__Activity__
Nothing but the lines from the one with "Target: dark water" down to the one with "Guideline: for every instance of the hippopotamus" should be returned, exactly and with both ends included, from the material below.

__Records for processing__
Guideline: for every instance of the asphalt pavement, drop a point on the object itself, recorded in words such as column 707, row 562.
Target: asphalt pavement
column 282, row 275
==
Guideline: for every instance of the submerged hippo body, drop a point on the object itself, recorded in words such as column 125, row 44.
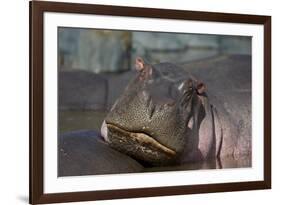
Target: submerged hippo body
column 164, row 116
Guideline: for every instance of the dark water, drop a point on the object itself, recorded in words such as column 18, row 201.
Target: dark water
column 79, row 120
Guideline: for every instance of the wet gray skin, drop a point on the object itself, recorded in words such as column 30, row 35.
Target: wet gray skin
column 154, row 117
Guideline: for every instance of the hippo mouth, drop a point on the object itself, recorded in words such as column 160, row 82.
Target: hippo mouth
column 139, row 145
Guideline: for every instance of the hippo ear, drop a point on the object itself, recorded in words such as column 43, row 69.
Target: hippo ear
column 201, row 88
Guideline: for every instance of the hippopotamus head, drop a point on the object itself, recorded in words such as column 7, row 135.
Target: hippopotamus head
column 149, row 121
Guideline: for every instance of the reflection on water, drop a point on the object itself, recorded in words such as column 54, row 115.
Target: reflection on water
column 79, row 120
==
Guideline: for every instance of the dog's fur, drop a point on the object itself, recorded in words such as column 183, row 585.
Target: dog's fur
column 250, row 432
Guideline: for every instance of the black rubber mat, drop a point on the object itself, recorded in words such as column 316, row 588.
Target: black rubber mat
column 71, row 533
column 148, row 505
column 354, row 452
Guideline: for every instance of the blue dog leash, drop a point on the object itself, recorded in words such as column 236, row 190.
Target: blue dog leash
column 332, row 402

__Exercise output__
Target: dark water
column 79, row 120
Guideline: for every instance of the wet gray skin, drop a point on the object itself, recorded in words such as column 30, row 35.
Target: wet gray skin
column 154, row 117
Guideline: for every instance of the hippo mouth, drop a point on the object itself, recorded in words such as column 160, row 82.
Target: hippo mouth
column 139, row 145
Guideline: for every instance of the hippo ear, drop a point on the object itself, recorded in words such as column 43, row 69.
Target: hippo ear
column 201, row 88
Guideline: for every instance of the hippopotamus head, drop a point on the object itself, recorded in words such as column 7, row 135.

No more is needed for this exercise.